### [What needs to be done]
Starting at the line that contains "of the neon" and ending at the line that contains "column 786, row 485", write those lines of the records out again with "brown ponytail" changed to "auburn ponytail" and nothing else altered.
──────────────────────────────
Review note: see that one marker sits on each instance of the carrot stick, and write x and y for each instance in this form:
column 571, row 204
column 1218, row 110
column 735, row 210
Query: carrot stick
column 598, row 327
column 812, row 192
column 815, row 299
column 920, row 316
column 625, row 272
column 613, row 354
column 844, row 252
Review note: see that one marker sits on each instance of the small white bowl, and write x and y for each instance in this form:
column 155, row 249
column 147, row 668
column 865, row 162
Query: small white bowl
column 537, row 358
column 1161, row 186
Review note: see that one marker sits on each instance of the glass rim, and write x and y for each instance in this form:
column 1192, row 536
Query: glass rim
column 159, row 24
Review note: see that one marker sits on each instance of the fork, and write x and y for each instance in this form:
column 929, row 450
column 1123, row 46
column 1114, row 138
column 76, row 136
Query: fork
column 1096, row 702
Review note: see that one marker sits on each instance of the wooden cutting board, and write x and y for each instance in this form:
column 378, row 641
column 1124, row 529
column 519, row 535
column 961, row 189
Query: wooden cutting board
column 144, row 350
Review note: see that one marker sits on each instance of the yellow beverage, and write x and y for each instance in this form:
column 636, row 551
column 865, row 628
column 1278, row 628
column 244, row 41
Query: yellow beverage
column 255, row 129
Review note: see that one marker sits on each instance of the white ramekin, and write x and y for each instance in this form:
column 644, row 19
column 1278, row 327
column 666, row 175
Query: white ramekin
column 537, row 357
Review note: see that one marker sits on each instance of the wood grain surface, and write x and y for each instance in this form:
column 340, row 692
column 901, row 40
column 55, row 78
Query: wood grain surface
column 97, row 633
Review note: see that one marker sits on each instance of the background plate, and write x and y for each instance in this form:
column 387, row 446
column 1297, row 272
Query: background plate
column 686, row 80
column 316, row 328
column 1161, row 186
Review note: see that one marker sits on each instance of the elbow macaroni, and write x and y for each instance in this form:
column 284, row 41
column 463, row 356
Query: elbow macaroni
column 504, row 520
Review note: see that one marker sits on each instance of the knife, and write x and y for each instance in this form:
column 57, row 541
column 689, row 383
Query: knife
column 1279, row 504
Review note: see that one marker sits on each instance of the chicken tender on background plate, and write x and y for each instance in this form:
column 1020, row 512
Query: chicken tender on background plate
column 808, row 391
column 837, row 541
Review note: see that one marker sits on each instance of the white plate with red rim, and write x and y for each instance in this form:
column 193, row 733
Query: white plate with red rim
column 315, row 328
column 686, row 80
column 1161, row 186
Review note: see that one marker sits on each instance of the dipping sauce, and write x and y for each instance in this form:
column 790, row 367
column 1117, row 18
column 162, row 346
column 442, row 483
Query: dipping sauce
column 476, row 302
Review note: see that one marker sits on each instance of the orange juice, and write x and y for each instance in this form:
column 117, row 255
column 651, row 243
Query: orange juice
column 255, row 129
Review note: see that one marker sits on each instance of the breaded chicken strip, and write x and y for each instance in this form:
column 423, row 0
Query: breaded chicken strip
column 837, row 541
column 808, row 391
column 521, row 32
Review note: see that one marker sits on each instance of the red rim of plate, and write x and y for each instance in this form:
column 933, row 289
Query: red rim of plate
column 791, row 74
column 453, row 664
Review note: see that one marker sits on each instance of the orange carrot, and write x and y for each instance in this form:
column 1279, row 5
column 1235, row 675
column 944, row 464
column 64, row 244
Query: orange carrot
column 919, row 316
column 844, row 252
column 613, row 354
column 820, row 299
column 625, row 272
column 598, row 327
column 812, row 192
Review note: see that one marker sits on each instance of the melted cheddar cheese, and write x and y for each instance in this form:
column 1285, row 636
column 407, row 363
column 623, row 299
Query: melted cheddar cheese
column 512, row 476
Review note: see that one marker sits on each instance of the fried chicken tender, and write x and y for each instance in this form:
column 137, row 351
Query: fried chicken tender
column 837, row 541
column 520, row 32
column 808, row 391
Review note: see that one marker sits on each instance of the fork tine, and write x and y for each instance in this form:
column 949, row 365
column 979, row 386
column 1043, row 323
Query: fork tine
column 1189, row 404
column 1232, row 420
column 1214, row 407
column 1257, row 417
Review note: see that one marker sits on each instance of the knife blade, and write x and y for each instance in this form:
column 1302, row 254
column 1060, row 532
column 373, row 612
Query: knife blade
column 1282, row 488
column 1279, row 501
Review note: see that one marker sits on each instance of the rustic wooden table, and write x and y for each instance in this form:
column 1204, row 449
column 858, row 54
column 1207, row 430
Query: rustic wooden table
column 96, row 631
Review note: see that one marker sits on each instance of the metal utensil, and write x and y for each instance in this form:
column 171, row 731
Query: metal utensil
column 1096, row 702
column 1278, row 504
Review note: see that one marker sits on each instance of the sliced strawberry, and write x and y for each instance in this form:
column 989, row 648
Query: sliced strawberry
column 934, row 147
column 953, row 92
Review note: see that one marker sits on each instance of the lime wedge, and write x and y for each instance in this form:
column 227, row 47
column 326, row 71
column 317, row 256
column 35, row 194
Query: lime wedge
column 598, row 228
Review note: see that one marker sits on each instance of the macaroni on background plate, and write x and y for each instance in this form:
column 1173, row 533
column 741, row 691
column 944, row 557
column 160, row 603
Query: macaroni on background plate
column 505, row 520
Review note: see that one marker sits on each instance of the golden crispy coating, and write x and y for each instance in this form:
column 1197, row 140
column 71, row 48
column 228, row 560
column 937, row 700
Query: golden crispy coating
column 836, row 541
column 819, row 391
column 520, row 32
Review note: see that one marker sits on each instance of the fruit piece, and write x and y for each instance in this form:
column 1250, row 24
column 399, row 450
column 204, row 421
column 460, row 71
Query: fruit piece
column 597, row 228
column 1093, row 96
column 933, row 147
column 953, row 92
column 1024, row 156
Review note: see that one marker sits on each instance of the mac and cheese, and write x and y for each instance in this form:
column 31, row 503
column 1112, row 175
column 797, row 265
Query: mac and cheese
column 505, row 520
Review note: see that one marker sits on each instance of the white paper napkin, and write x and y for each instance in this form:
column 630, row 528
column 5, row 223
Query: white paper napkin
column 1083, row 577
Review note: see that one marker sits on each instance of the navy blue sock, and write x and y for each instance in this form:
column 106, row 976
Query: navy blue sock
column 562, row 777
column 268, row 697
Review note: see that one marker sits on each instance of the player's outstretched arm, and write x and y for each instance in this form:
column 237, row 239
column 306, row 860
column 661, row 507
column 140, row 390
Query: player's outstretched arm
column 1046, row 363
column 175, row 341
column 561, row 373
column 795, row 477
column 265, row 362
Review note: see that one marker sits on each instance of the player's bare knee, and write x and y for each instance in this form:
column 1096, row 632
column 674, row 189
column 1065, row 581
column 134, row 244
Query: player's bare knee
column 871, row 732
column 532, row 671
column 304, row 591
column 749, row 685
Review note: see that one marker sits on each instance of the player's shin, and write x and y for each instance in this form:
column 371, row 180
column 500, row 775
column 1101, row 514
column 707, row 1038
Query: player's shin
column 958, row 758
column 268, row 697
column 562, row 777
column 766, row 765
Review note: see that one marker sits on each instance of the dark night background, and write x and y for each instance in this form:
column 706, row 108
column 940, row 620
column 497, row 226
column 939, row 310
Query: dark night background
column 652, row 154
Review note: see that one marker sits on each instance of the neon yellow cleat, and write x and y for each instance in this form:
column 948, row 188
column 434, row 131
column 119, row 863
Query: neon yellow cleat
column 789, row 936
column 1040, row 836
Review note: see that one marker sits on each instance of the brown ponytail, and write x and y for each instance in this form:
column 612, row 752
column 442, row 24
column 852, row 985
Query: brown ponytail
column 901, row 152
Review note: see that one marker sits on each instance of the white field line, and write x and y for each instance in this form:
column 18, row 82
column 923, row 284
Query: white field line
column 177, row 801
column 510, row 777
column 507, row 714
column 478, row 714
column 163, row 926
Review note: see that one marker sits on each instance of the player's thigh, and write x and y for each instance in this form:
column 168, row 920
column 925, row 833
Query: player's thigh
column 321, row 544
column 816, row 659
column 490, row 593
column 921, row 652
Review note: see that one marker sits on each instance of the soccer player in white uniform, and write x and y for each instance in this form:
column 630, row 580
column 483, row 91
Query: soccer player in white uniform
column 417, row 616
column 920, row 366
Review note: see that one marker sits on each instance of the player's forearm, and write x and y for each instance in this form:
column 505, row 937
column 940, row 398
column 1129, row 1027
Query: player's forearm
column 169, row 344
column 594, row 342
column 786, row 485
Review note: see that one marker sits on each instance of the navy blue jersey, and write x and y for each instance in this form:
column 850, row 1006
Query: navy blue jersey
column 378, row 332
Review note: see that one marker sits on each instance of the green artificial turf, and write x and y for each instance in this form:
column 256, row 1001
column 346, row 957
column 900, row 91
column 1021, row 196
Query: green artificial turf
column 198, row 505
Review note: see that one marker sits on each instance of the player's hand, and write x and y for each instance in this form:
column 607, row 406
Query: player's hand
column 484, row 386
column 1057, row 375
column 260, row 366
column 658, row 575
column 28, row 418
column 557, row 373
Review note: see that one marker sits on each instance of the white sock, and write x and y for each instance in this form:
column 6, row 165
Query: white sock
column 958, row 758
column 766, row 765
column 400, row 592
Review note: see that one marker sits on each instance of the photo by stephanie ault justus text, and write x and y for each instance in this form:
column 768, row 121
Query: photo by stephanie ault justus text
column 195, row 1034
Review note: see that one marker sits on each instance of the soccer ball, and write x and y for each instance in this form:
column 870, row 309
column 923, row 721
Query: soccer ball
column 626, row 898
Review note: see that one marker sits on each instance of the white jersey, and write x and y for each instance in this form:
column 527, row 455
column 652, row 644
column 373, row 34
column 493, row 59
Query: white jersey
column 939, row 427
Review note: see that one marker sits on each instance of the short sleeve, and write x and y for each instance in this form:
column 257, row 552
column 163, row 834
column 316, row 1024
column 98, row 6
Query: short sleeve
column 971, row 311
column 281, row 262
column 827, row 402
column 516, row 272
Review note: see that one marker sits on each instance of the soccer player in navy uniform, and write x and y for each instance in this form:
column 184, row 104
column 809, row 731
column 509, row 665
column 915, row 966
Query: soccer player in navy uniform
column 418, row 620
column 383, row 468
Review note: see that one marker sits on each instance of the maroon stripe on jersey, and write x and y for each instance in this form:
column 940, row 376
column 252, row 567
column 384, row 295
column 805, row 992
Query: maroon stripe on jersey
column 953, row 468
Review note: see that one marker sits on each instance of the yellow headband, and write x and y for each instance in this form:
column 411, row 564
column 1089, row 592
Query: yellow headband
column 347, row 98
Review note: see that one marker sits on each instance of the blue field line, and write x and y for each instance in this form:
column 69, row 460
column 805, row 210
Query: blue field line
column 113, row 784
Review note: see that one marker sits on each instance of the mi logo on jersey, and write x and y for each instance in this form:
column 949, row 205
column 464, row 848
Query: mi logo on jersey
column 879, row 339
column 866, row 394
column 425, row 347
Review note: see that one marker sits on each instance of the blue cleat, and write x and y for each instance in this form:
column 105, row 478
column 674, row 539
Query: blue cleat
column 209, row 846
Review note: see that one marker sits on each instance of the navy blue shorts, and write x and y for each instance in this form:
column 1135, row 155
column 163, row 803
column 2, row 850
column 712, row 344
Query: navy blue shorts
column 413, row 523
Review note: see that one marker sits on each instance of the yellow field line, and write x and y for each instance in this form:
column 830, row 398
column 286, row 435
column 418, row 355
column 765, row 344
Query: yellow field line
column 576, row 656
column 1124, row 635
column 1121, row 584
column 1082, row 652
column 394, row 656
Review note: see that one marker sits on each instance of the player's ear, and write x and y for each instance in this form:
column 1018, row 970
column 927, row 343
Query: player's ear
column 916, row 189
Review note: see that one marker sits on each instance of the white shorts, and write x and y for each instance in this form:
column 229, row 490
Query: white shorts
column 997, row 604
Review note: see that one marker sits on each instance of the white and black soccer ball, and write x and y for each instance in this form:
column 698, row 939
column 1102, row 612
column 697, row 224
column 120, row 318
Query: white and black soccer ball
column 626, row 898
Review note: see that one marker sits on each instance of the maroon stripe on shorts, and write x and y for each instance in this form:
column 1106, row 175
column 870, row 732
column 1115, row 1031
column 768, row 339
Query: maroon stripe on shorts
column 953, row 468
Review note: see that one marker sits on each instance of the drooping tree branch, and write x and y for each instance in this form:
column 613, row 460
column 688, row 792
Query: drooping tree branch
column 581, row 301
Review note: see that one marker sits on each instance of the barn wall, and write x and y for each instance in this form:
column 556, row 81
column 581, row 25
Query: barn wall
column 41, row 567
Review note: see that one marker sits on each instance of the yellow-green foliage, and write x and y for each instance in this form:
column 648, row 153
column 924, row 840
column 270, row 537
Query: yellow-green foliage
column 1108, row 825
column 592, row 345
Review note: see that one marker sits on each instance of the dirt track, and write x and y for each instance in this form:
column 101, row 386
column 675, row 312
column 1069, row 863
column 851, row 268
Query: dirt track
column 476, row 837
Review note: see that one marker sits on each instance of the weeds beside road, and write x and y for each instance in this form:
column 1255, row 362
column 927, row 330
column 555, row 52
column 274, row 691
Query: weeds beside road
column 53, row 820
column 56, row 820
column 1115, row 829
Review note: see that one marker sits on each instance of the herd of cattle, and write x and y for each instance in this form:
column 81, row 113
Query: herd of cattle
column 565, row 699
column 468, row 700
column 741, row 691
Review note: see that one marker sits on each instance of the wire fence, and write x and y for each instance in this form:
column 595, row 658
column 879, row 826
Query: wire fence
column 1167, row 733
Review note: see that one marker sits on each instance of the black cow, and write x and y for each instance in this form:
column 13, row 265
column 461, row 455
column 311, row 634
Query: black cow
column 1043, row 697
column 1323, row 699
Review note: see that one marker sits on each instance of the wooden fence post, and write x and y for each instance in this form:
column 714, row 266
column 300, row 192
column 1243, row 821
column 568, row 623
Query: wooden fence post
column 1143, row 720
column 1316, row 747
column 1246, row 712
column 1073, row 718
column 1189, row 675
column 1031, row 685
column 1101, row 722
──────────────────────────────
### [Finished exercise]
Review note: see that one marker sits on each instance of the neon yellow cleat, and write x and y for each instance in this form:
column 948, row 188
column 434, row 131
column 119, row 863
Query: neon yellow cleat
column 789, row 936
column 1040, row 836
Review note: see that one marker sits on each instance of the auburn ponytail, and write x and y for each instance in this form:
column 612, row 752
column 442, row 24
column 852, row 985
Query: auburn ponytail
column 901, row 152
Review note: see that one marker sits on each instance of the white field line, and write x and y for each instance in this form:
column 18, row 82
column 923, row 284
Query: white field line
column 177, row 801
column 510, row 777
column 507, row 714
column 478, row 714
column 163, row 926
Review note: see that one marker sits on each instance of the player's thigh, and write x and y for each instance in this form:
column 168, row 920
column 925, row 833
Query: player's thigh
column 321, row 544
column 816, row 659
column 490, row 593
column 921, row 652
Review note: see that one marker sits on each instance of the soccer player in white uniform, and write x and y for each instance in this form:
column 630, row 580
column 483, row 91
Query: soccer player in white uniform
column 417, row 616
column 920, row 366
Review note: see that one marker sits on each instance of the player's forearm, and write x and y for each instance in this form:
column 505, row 937
column 940, row 398
column 1129, row 1027
Query: player's forearm
column 169, row 344
column 594, row 342
column 786, row 485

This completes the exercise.